» **TAREAS**
**a)** Enumera, en orden de aparición, la palabra que sigue inmediatamente a cada artículo «la» (con mayúscula o minúscula) del texto proporcionado.
**b)** Extrae todas las líneas de las entradas que contengan la cadena "green". Se distinguen mayúsculas y minúsculas.

» **TEXTO PROPORCIONADO**
+ + +

“Tenemos que hacer menos teoría política y tomar más en cuenta la acción social en el terreno”, me dijo hace dos años el sociólogo Richard Sennett durante una entrevista. Acababa de terminar su libro Juntos (Together). Y estaba perplejo frente a las respuestas de distintos gobiernos a la crisis europea. “Usted sabe que la política de izquierda está muerta en Europa, y que ocurre lo mismo en los Estados Unidos”, avanzó. La charla iba camino al atolladero ideológico, pero rápidamente se encausó en los temas que él más domina y que se desgranan y reciclan en sus últimos tres libros, un epílogo para su obra momumental.

+ + +

» **DATOS DE TRABAJO**
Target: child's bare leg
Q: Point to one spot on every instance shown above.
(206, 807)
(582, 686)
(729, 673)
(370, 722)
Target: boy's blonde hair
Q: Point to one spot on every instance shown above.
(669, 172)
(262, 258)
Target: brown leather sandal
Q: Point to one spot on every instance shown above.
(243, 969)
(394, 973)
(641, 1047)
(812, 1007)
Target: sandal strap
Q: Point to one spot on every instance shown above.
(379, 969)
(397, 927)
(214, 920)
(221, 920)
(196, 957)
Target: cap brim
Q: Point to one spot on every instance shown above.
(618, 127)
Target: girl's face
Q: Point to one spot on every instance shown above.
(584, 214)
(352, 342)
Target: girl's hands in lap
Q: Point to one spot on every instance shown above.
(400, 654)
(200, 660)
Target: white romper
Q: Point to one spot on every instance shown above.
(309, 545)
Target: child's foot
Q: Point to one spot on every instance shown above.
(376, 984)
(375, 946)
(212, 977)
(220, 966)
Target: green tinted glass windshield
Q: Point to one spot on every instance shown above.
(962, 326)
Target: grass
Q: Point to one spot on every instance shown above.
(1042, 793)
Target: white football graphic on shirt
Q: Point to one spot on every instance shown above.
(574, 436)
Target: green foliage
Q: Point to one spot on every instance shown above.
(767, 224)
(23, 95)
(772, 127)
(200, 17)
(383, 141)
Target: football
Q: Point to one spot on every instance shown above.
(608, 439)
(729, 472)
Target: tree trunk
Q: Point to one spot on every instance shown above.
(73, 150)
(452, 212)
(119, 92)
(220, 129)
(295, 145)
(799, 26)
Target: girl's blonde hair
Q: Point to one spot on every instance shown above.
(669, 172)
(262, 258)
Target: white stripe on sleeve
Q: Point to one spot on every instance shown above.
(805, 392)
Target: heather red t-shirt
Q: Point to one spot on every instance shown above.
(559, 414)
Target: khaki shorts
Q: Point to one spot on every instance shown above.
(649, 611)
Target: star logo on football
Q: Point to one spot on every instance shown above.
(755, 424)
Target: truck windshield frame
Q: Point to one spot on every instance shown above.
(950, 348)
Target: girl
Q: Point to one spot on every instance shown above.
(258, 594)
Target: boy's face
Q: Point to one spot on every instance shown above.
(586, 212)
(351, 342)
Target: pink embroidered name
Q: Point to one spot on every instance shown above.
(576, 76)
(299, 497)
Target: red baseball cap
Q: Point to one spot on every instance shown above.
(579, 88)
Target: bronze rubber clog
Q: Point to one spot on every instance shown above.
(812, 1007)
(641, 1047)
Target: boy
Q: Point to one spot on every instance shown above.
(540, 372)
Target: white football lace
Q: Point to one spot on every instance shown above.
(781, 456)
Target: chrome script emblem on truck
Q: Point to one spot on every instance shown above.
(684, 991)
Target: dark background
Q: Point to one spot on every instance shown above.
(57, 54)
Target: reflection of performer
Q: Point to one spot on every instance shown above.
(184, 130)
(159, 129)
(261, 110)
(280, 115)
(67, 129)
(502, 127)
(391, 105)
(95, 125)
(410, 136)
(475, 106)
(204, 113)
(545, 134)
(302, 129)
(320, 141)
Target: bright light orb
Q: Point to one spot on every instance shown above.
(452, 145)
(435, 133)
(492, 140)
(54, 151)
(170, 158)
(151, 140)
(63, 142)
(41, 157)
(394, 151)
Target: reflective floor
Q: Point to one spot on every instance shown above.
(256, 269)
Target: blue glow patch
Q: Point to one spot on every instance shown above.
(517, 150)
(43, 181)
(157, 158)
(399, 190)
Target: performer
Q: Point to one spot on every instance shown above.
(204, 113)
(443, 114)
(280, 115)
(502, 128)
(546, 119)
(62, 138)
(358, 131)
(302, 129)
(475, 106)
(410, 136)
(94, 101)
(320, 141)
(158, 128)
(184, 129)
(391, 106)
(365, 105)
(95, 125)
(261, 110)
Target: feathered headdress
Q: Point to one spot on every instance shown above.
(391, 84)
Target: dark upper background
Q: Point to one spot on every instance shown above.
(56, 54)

+ + +

» **RESPUESTAS POR TAREA**
**a)** acción, crisis, política, charla

**b)**
Target: green tinted glass windshield
Target: green foliage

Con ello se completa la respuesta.